If a parameter should always be set on the command line using a fixed value, i.e. the user can to choose the value, this can be done as follows:
"parameter": [{"value":"HARDCODED_VALUE"}]
In order to exclude a parameter, it will not appear in the generated tool or the generated command line, the same syntax as for hardcoding is used but a special reserved value is used:
"parameter": [{"value": "@"}]
It's possible to modify attributes of the input CTD definition of a parameter as well as attributes of the generated Galaxy XML tags.
"test": [{
"CTD:type": "text",
"XML:type": "hidden"
}],
Its possible to specify modifications to a parameter for only a subset of the tools by specifying a list of tools as follows:
"output_files": [{
"CTD:required": true,
"tools": ["OpenSwathDIAPreScoring"]
}, {
"CTD:restrictions": "txt,tsv,pep.xml,pepXML,html",
"tools": ["SpectraSTSearchAdapter"]
}]
- Purpose: Provide validation of input CTDs against a schema file (i.e, a XSD file).
- Short/long version:
-V
/--validation-schema
- Required: no.
- Taken values: location of the schema file (e.g., CTD.xsd).
CTDs can be validated against a schema. The master version of the schema can be found on CTDSchema.
If a schema is provided, all input CTDs will be validated against it.
NOTE: Please make sure to read the section on issues with schema validation if you require validation of CTDs against a schema.
- Purpose: Help workflow engines locate tools by providing a path.
- Short/long version:
-x
/--default-executable-path
- Required: no.
- Taken values: The default executable path of the tools in the target workflow engine.
CTDs can contain an <executablePath>
element that will be used when executing the tool binary. If this element is missing, the value provided by this parameter will be used as a prefix when building the appropriate sections in the output files.
The following invocation of the converter will use /opt/suite/bin
as a prefix when providing the executable path in the output files for any input CTD that lacks the <executablePath>
section:
$ python convert.py [FORMAT] -x /opt/suite/bin ...
There are two ways to bump tool versions.
- Definition of a
@GALAXY_VERSION@
token in the macros file. This can be used to bump all tools at once. Tool versions will be@TOOL_VERSION@+galaxy@GALAXY_VERSION@
. - Use the
--bump-file
parameter to specify the wrapper version of a subset of the tools in a json file that maps tool names/ids to a wrapper version. Tool version will be set to@TOOL_VERSION@+galaxyX
, whereX
is the version found in the json file or0
if not found.
In case of an update of the tool version, i.e. @TOOL_VERSION@
, in the first case @GALAXY_VERSION@
should be reset to 0 and the dictionary in the bump file should be emptied otherwise.
Rationale: the auto-generation of the tool xml files would overwrite the wrapper version when regenerated. Hence it needs to be specified externally, e.g. in the macros.xml or in the bump file.
Tests for Galaxy tools are generated with:
PATH=$(pwd)/tests/test-data/:$PATH
for i in tests/test-data/*ctd
do
b=$(basename $i .ctd)
python convert.py galaxy -i tests/test-data/$b.ctd -o tests/test-data/$b.xml -m tests/test-data/macros.xml -f tests/test-data/filetypes.txt --test-test -p tests/test-data/hardcoded_params.json --tool-version 5.0.011
done

[Object location annotation data]
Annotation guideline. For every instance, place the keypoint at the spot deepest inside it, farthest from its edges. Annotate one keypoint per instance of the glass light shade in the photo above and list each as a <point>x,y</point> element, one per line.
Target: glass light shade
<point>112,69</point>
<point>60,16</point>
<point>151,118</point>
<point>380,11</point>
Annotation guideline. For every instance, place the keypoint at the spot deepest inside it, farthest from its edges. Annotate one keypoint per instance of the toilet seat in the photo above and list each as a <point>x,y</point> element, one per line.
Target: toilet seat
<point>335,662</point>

Task set ::
1. In the converter documentation, list every option flag passed to convert.py in the command that begins with "python convert.py galaxy".
2. Reproduce the passage of the converter documentation starting at "NOTE: Please make" and ending at "target workflow engine.".

Expected answers ::
1.
-i
-o
-m
-f
--test-test
-p
--tool-version

2.
NOTE: Please make sure to read the section on issues with schema validation if you require validation of CTDs against a schema.
- Purpose: Help workflow engines locate tools by providing a path.
- Short/long version:
-x
/--default-executable-path
- Required: no.
- Taken values: The default executable path of the tools in the target workflow engine.